▶ Excerpted text
Child obesity rates may have reached a plateau in the US after decades of almost continuous rises, says a new report.

But the finding, based on survey data gathered from 1999 to 2006 by the federal Centers for Disease Control and Prevention and published in Wednesday’s issue of The Journal of the American Medical Association, was greeted with guarded optimism.

An analysis of data from 1999 to 2006 by the US government’s Centers for Disease Control and Prevention showed obesity rates stable at 16%.

But the results have prompted speculation that a similar trend could emerge in the UK.

“That is a first encouraging finding in what has been unremittingly bad news,”

said David Ludwig, co-author of an editorial accompanying the obesity report.. “But it’s too soon to know if this really means we’re beginning to make meaningful inroads into this epidemic. It may simply be a statistical fluke.”

▶ Exercise details
Please continue the news report above on US child obesity rates, starting right after its final quoted sentence.

▶ Provided records
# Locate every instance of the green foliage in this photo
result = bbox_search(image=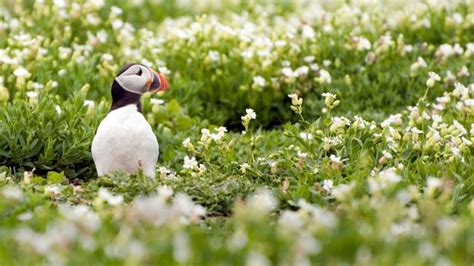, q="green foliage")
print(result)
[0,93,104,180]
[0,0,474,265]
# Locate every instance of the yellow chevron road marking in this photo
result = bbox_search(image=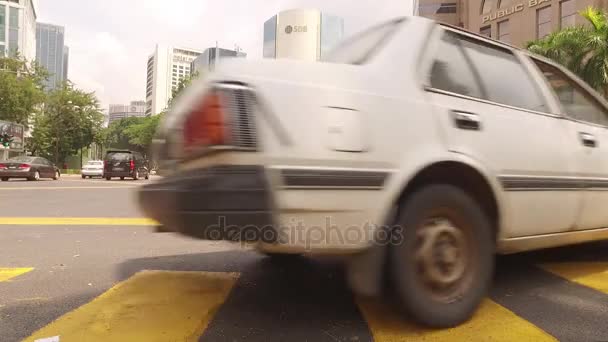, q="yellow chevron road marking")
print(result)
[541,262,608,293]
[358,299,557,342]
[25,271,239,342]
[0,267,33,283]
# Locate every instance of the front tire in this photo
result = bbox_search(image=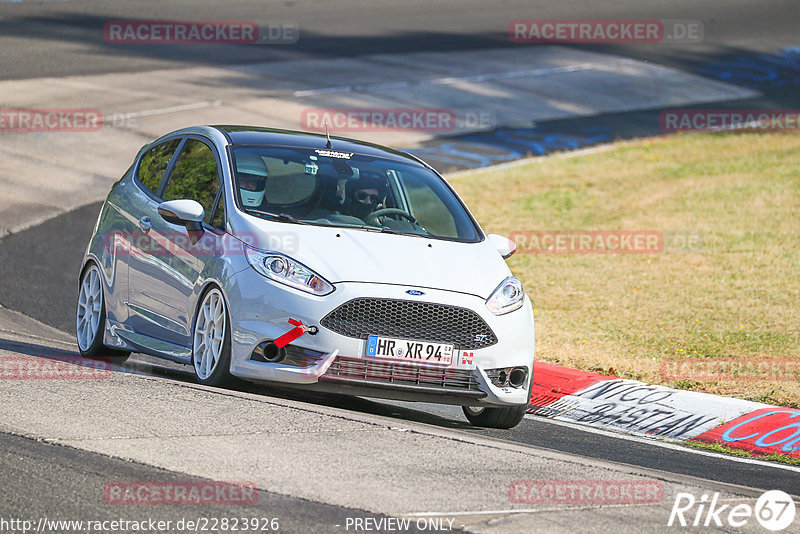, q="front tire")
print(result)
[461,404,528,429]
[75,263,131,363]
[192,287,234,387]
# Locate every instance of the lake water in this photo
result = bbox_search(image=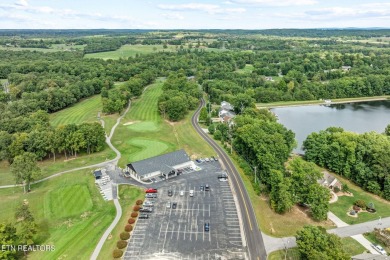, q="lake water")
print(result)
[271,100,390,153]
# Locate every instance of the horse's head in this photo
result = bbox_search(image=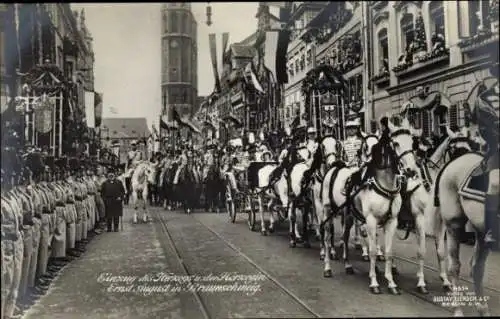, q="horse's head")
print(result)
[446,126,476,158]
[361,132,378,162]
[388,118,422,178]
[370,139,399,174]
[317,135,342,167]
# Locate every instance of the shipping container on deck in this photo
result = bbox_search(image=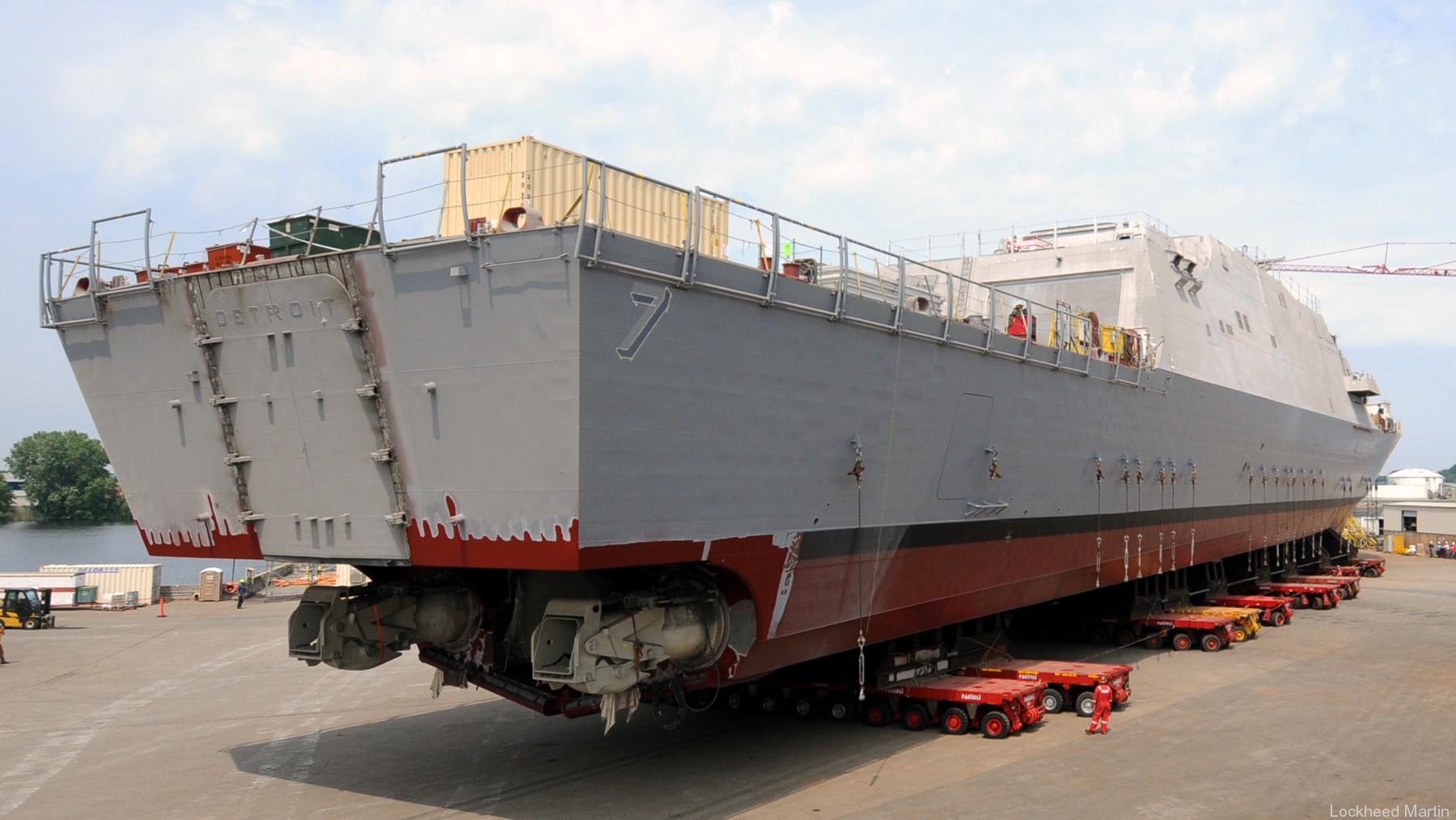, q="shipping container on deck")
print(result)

▶ Exercise output
It is not clear if the lull in childhood weight gain is permanent or even if it is the result of public anti-obesity efforts to limit junk food and increase physical activity in schools. Doctors noted that even if the trend held up, 32 percent of American schoolchildren remained overweight or obese, representing an entire generation that will be saddled with weight-related health problems as it ages.

While the latest data suggest the obesity epidemic may have been contained, researchers say the real question is whether it is possible to reverse the obesity trend among American schoolchildren.

“We still lack anything resembling a national strategy to take this problem seriously,”

said Dr. Ludwig, “The rates of obesity in children are so hugely high that without any further increases, the impact of this epidemic will be felt with increasing severity for many years to come.”